• REQUIREMENTS
Switch "one point per instance" to "a single point per instance" in the records from the line with "Task: pin the reflection of bridge" up to and including the line with "point(244, 323)". Give back only those lines, with nothing else changed.

• DATASET EXCERPTS
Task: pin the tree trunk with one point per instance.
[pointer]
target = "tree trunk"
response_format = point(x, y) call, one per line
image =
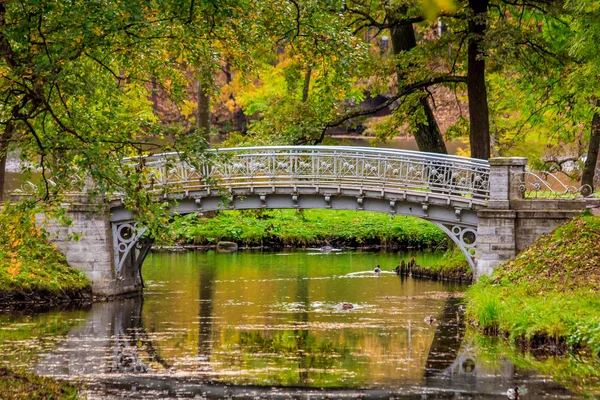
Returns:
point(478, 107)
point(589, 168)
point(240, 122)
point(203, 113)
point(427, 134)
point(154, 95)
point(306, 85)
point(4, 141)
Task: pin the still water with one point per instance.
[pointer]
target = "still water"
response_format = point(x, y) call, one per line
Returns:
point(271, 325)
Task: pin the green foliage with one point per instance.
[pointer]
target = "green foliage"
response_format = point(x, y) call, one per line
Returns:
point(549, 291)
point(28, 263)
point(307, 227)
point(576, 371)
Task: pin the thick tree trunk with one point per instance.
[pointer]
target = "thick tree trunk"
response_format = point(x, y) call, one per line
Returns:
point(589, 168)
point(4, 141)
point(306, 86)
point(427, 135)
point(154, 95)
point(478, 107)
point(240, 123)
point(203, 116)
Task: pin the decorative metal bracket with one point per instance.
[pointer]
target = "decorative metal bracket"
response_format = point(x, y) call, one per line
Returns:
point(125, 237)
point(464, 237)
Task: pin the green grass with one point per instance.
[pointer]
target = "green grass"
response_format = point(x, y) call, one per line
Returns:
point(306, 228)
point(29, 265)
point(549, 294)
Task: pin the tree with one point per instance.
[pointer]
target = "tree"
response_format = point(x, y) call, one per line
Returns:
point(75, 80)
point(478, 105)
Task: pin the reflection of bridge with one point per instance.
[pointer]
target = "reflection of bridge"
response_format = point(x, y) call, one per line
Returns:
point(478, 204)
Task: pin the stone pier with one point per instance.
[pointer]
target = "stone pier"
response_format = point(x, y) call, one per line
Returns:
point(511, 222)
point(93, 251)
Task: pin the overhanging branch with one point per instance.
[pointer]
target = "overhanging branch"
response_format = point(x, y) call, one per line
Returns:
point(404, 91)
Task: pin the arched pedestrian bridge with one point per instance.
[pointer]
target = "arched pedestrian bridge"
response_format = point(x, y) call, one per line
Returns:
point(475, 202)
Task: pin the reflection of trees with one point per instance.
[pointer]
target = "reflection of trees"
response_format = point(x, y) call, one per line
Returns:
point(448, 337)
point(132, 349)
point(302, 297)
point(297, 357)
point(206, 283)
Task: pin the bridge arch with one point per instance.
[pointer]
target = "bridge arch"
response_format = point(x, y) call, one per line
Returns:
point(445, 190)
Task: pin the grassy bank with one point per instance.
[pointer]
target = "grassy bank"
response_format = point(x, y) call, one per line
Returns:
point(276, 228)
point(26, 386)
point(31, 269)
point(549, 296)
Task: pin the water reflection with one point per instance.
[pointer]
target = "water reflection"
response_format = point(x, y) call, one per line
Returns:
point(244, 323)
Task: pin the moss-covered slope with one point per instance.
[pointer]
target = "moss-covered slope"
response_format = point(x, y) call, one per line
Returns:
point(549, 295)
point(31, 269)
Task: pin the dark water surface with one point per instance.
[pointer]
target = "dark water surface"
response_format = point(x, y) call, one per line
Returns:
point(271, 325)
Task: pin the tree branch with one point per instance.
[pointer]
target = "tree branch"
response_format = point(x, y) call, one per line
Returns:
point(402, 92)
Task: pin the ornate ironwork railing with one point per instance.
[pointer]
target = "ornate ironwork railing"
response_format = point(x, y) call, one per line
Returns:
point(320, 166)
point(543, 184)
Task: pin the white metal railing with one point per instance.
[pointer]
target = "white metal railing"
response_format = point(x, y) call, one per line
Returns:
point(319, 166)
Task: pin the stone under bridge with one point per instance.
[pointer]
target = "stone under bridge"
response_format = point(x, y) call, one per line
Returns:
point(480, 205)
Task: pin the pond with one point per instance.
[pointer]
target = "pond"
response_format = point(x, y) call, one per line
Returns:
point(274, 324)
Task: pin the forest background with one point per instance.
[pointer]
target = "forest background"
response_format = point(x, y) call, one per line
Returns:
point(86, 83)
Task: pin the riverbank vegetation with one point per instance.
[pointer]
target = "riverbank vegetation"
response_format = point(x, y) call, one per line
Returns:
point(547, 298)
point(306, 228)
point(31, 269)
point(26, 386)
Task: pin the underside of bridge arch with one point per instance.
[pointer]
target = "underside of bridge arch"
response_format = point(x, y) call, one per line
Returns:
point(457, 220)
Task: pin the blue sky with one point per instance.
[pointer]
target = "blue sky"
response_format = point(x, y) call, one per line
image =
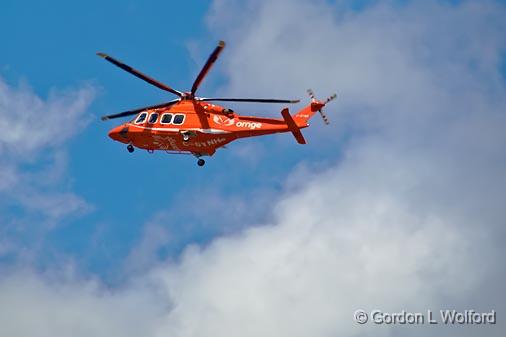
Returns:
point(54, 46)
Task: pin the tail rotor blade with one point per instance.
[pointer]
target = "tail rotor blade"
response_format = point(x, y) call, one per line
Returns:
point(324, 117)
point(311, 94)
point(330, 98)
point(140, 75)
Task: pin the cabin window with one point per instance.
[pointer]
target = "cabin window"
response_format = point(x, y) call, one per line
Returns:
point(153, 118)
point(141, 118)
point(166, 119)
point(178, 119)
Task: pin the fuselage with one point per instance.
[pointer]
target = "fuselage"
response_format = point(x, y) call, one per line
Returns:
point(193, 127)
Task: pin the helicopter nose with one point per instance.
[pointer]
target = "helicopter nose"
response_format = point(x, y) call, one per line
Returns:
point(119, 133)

---

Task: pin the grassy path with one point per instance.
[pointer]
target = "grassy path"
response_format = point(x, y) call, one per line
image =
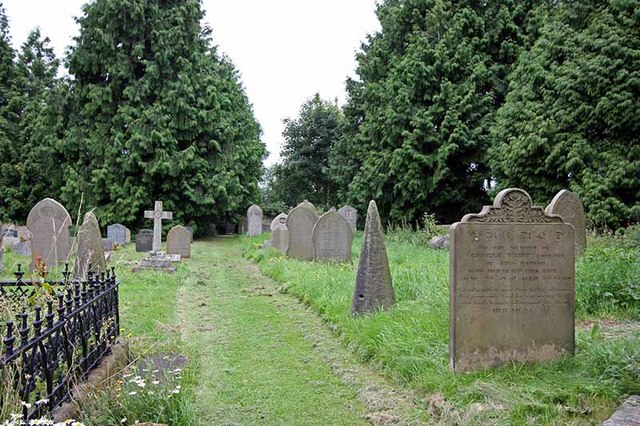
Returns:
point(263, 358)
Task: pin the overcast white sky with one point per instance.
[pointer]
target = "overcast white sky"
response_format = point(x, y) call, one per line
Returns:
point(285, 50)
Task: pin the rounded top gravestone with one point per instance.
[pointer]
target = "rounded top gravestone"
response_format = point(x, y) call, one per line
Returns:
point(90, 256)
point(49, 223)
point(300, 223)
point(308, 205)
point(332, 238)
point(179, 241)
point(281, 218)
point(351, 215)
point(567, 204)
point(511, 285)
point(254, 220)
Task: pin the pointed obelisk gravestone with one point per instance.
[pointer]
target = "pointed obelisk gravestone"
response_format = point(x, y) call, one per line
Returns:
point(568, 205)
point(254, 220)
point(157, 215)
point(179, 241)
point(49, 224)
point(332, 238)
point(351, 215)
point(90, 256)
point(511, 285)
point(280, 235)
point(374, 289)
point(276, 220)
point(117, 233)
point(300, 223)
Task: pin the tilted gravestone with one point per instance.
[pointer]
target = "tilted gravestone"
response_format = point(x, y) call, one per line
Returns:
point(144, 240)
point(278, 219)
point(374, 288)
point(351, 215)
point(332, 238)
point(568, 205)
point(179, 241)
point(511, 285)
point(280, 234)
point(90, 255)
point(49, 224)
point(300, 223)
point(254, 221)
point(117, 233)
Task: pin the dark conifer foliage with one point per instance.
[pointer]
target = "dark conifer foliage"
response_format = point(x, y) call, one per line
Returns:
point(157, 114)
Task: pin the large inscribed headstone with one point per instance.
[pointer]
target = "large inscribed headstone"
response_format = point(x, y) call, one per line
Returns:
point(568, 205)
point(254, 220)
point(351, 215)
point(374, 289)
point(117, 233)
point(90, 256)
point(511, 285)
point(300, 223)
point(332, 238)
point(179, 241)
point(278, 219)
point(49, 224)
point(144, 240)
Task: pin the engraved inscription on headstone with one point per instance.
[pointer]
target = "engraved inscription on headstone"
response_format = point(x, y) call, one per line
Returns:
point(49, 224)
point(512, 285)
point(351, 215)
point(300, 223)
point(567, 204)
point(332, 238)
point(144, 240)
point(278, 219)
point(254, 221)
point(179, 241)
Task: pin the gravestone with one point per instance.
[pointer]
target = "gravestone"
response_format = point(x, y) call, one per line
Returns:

• EXERCISE OUTPUT
Task: pin the reflection of bridge with a single point per instance.
[pointer]
target = "reflection of bridge"
response_format = point(x, y) call, one per line
Returns:
point(478, 204)
Task: pin the stone pier with a single point per instance.
[pointer]
target = "stone pier"
response_format = point(x, y) call, one per line
Returns:
point(511, 222)
point(93, 251)
Task: pin the overhanging branch with a single point per instance.
[pointer]
target = "overhanging branch"
response_format = point(x, y) call, one per line
Returns:
point(404, 91)
Task: pin the arched pedestrian bridge with a single point per instance.
[pointer]
target = "arched pedestrian bridge"
response_format = point(x, y) call, one per line
Returns:
point(475, 202)
Task: pin the reflection of trees with a single point per instance.
[pointer]
target = "reflection of trees"
response_format = point(x, y) call, one per line
Returns:
point(448, 337)
point(132, 349)
point(302, 297)
point(297, 357)
point(206, 283)
Task: pin the bridge arch with a single point per instance.
[pointer]
target = "bridge arch"
response_format = point(x, y) call, one per line
Returns:
point(445, 190)
Task: pin the grassy bank with a single point per instance.
[pointer]
target = "grassy bank"
response_format = point(x, y) call, one per line
Returns:
point(276, 228)
point(26, 386)
point(31, 269)
point(549, 296)
Task: pin the water reflection with a single point per instance.
[pointer]
target = "water reflection"
response_format = point(x, y) call, one per line
Returns:
point(244, 323)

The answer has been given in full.